◆ TASK:
Print every one of the lines below verbatim, without changing a single character.

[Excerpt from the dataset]

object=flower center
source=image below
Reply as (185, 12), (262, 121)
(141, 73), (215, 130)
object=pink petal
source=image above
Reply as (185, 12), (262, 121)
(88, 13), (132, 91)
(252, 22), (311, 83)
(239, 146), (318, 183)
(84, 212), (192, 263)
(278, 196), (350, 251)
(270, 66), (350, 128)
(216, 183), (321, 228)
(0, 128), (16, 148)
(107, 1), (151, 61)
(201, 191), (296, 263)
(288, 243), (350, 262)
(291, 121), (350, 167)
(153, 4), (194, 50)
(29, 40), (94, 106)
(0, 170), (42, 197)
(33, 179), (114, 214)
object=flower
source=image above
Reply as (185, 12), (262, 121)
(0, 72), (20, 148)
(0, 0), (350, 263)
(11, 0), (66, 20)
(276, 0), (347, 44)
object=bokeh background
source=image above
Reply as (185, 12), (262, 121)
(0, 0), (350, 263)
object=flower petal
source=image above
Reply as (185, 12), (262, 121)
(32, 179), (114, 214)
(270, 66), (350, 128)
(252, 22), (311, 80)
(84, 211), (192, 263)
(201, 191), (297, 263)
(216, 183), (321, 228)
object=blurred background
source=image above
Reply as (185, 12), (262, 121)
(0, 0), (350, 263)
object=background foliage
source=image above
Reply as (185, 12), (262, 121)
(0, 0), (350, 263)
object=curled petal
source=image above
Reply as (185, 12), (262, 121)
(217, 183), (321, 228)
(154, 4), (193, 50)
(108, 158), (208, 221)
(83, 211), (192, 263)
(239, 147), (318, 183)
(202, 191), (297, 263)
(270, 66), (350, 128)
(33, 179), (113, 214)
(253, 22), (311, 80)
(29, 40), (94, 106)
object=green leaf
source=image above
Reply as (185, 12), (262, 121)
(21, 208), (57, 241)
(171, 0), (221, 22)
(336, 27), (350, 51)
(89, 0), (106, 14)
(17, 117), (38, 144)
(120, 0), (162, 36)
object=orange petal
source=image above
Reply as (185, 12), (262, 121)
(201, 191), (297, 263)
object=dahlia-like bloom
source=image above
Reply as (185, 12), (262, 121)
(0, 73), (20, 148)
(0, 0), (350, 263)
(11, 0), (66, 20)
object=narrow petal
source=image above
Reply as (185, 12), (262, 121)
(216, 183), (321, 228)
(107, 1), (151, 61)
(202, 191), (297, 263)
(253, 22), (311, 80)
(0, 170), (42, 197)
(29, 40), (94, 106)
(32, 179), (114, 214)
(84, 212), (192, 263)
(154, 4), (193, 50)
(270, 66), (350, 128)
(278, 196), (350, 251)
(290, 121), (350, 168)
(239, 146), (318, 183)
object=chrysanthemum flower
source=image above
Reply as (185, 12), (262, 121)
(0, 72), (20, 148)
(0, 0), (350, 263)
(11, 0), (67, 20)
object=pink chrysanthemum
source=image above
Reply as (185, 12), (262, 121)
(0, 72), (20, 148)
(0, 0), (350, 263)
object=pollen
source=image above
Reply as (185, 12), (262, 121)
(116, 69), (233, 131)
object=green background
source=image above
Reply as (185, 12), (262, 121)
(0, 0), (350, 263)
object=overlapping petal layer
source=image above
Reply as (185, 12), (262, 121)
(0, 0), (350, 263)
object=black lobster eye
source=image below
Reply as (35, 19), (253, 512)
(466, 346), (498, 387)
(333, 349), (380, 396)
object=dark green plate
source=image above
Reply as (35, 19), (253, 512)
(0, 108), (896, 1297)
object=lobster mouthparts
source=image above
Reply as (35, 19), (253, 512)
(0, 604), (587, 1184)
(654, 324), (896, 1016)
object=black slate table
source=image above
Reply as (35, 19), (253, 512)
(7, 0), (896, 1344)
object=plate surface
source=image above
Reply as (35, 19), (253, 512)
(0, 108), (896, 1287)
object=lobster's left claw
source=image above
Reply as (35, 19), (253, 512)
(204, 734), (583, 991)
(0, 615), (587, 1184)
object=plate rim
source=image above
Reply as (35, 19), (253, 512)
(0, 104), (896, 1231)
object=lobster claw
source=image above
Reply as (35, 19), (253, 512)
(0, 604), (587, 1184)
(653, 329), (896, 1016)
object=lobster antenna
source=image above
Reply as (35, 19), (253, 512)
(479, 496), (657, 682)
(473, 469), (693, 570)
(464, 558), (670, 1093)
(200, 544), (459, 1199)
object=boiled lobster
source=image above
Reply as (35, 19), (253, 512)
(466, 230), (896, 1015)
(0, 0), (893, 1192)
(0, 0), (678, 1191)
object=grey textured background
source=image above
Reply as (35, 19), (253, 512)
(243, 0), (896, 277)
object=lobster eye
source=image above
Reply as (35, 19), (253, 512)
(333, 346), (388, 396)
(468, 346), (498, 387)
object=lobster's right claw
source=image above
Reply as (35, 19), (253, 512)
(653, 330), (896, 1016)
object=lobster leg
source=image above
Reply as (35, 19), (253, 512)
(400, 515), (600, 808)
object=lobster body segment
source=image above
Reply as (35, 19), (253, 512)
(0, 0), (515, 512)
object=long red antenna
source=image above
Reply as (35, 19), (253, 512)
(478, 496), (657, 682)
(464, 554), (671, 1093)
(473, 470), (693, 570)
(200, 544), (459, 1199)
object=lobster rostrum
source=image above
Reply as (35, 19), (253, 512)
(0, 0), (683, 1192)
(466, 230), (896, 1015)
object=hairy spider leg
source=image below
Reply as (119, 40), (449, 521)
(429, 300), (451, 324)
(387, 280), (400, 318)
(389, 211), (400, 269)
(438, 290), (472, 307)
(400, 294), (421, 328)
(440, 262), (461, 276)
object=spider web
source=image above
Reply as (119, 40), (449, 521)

◆ REPLY:
object=flower center
source=image below
Reply as (185, 12), (262, 121)
(141, 73), (215, 130)
object=pink petal
source=image above
Reply as (185, 12), (262, 121)
(88, 13), (132, 91)
(252, 22), (311, 83)
(239, 146), (318, 183)
(84, 212), (192, 263)
(278, 196), (350, 251)
(270, 66), (350, 128)
(216, 183), (321, 228)
(0, 128), (16, 148)
(107, 1), (151, 61)
(201, 191), (296, 263)
(288, 243), (350, 262)
(291, 121), (350, 167)
(153, 4), (194, 50)
(29, 40), (94, 106)
(0, 170), (42, 197)
(33, 179), (114, 214)
object=flower
source=image above
Reply as (185, 12), (262, 121)
(0, 72), (20, 148)
(0, 0), (350, 263)
(11, 0), (66, 20)
(276, 0), (347, 44)
object=bokeh background
source=image above
Reply as (185, 12), (262, 121)
(0, 0), (350, 263)
object=flower petal
source=image above
Reply as (185, 12), (262, 121)
(32, 179), (114, 214)
(270, 66), (350, 128)
(252, 22), (311, 80)
(84, 211), (192, 263)
(201, 191), (297, 263)
(216, 183), (321, 228)
object=blurred background
source=image above
Reply as (185, 12), (262, 121)
(0, 0), (350, 263)
object=background foliage
source=image above
Reply as (185, 12), (262, 121)
(0, 0), (350, 263)
object=curled petal
source=image above
Reply as (185, 12), (262, 121)
(217, 183), (321, 228)
(154, 4), (193, 50)
(108, 158), (208, 221)
(83, 211), (192, 263)
(239, 147), (318, 183)
(202, 191), (297, 263)
(270, 66), (350, 128)
(33, 179), (113, 214)
(253, 22), (311, 80)
(29, 40), (94, 106)
object=green leaf
source=image above
Reply as (185, 12), (262, 121)
(21, 208), (57, 241)
(171, 0), (221, 22)
(336, 27), (350, 51)
(89, 0), (106, 14)
(17, 117), (38, 144)
(120, 0), (162, 36)
object=orange petal
source=image above
Reply as (185, 12), (262, 121)
(201, 191), (297, 263)
object=dahlia-like bloom
source=image above
Reply as (185, 12), (262, 121)
(0, 73), (20, 148)
(0, 0), (350, 263)
(11, 0), (66, 20)
object=narrow petal
source=image above
Reply as (185, 12), (262, 121)
(216, 183), (321, 228)
(107, 1), (151, 61)
(202, 191), (297, 263)
(253, 22), (311, 80)
(0, 170), (42, 197)
(29, 40), (94, 106)
(32, 179), (114, 214)
(84, 212), (192, 263)
(154, 4), (193, 50)
(270, 66), (350, 128)
(278, 196), (350, 251)
(290, 121), (350, 168)
(239, 146), (318, 183)
object=chrysanthemum flower
source=image above
Reply as (185, 12), (262, 121)
(0, 72), (20, 148)
(0, 0), (350, 263)
(11, 0), (67, 20)
object=pink chrysanthemum
source=image above
Reply as (185, 12), (262, 121)
(0, 72), (20, 148)
(0, 0), (350, 263)
object=pollen
source=image above
Reply as (185, 12), (262, 121)
(116, 69), (233, 131)
object=green background
source=image above
Reply as (185, 12), (262, 121)
(0, 0), (350, 263)
object=overlapping petal layer
source=image above
Reply as (185, 12), (262, 121)
(0, 0), (350, 263)
object=black lobster eye
source=image below
Reply as (35, 19), (253, 512)
(466, 346), (498, 387)
(333, 349), (380, 396)
object=dark green plate
source=image above
Reply as (35, 19), (253, 512)
(0, 108), (896, 1297)
object=lobster mouthparts
source=image above
Reply as (35, 19), (253, 512)
(0, 604), (587, 1184)
(654, 324), (896, 1016)
object=black slate table
source=image above
Reply as (35, 19), (253, 512)
(7, 0), (896, 1344)
object=plate surface
source=image above
Reply as (35, 19), (253, 512)
(0, 108), (896, 1287)
object=lobster's left claw
source=image above
Reply as (35, 19), (253, 512)
(204, 734), (583, 991)
(0, 615), (587, 1184)
object=plate rim
source=image above
Reply as (35, 19), (253, 512)
(0, 104), (896, 1231)
object=lobster claw
source=image above
Reply as (35, 19), (253, 512)
(0, 604), (587, 1184)
(653, 329), (896, 1016)
object=lobster antenna
source=image above
Reply as (35, 19), (253, 512)
(479, 496), (657, 682)
(473, 469), (693, 570)
(464, 558), (670, 1093)
(200, 544), (459, 1199)
object=boiled lobster
source=image above
Reply as (35, 19), (253, 512)
(466, 230), (896, 1015)
(0, 0), (893, 1192)
(0, 0), (678, 1191)
object=grey textured background
source=image above
Reply as (35, 19), (253, 512)
(243, 0), (896, 277)
object=lobster eye
source=image above
Reply as (35, 19), (253, 512)
(333, 346), (388, 396)
(468, 346), (498, 387)
object=lobster's right claw
source=image above
Reply as (35, 19), (253, 512)
(653, 330), (896, 1016)
object=lobster leg
source=image above
Reply as (35, 19), (253, 512)
(400, 515), (600, 808)
object=lobster body segment
source=image above
Reply as (35, 19), (253, 512)
(0, 0), (515, 512)
object=long red antenna
source=image above
Reply as (35, 19), (253, 512)
(478, 496), (657, 682)
(464, 554), (671, 1093)
(473, 470), (693, 570)
(200, 544), (459, 1199)
object=lobster rostrum
source=image above
Reply as (35, 19), (253, 512)
(0, 0), (683, 1192)
(466, 230), (896, 1015)
object=hairy spider leg
source=image below
Reply as (119, 40), (449, 521)
(429, 300), (451, 324)
(387, 280), (400, 318)
(389, 211), (400, 269)
(438, 290), (472, 307)
(400, 294), (421, 328)
(440, 262), (461, 276)
object=spider web
source=image above
Reply as (119, 40), (449, 521)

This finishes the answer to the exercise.